Locate each line in the entries below that contains the word "plate", and copy those lines.

• **Materials provided**
..............................

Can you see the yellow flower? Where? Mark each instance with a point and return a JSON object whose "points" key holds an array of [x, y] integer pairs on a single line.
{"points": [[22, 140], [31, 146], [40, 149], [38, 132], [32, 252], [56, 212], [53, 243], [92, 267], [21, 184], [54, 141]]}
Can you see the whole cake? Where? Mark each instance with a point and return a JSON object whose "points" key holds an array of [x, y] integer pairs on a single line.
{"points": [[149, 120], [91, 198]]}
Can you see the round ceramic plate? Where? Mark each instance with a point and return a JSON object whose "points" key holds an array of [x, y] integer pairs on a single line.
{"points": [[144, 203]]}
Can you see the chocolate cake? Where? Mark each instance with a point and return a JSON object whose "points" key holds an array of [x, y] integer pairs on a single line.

..............................

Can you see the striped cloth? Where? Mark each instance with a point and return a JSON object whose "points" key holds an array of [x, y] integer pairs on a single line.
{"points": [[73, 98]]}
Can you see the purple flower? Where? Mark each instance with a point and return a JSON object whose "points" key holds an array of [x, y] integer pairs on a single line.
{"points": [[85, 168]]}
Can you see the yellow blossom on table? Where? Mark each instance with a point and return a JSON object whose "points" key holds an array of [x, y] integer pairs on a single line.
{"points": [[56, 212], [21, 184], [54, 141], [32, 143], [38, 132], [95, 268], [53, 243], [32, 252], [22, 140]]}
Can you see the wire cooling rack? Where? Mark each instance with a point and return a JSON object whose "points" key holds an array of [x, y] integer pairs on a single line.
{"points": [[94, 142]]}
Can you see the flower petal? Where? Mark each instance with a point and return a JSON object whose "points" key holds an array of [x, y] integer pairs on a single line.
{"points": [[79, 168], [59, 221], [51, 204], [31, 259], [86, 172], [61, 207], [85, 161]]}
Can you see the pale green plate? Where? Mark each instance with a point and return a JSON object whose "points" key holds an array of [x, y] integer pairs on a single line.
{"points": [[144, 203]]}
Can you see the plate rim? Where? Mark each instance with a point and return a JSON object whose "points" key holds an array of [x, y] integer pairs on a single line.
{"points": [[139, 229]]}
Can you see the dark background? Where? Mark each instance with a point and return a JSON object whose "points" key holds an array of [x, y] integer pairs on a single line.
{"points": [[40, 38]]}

..............................

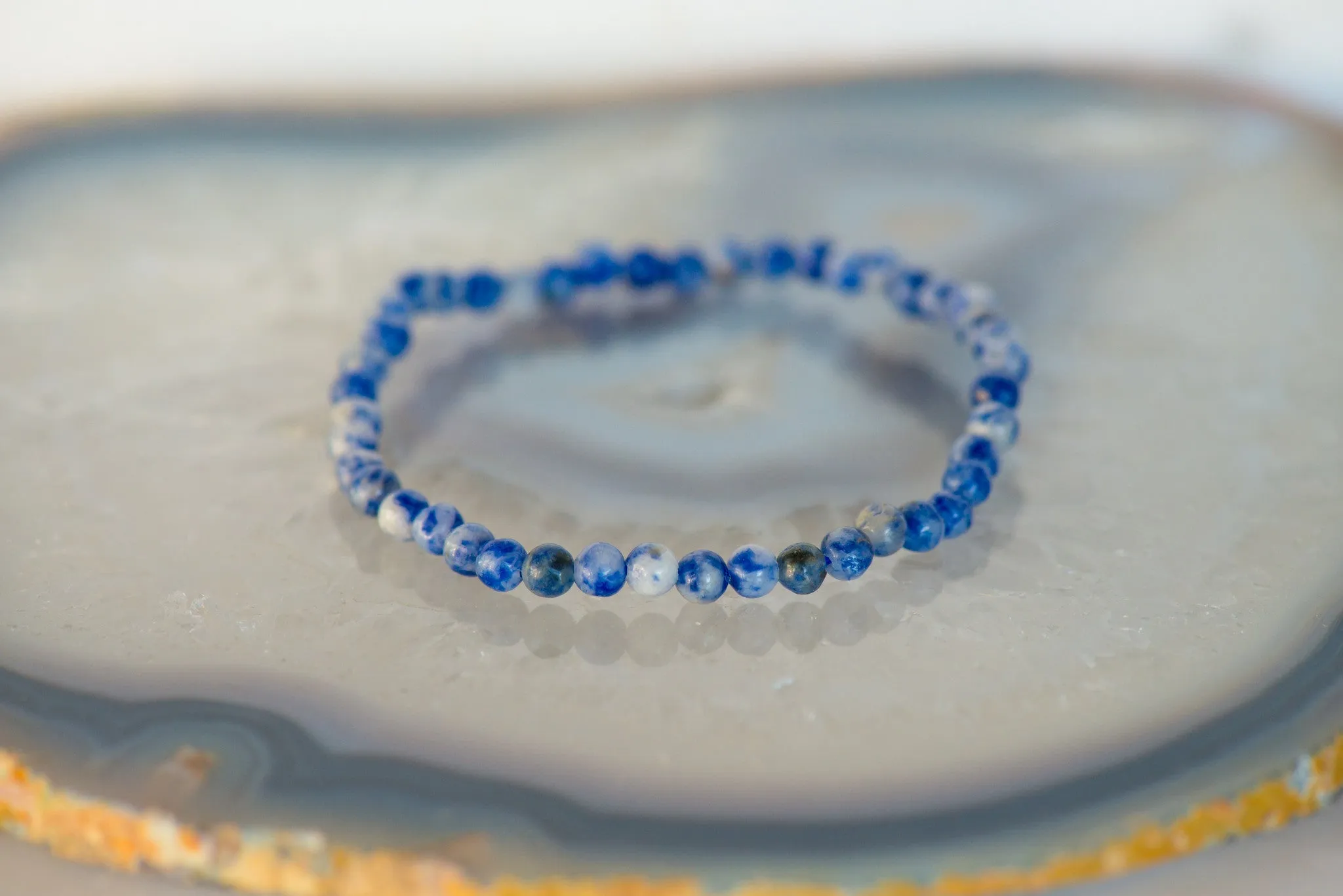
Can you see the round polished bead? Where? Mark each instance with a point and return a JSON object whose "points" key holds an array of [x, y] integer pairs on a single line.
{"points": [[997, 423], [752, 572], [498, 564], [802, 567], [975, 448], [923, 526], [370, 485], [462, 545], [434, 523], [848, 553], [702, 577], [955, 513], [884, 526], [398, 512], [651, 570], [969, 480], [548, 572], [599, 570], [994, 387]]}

..............................

• **Response to this task**
Can you see the round ceramic plate? Where? Mark each instance with a point and return a JSON object whose "points" key holds an array of [x, y] integer pairs on a single line.
Can you see the pale green plate? Where? Mark each instance with a point and return a JSON object whose "points" key holds an array of [x, y] integer pairs on a single line.
Can you see the plate rim? Where? Mark each instance with a point and return a JSON object whose "points" key holds an array of [x, y] integer pairs on a single line.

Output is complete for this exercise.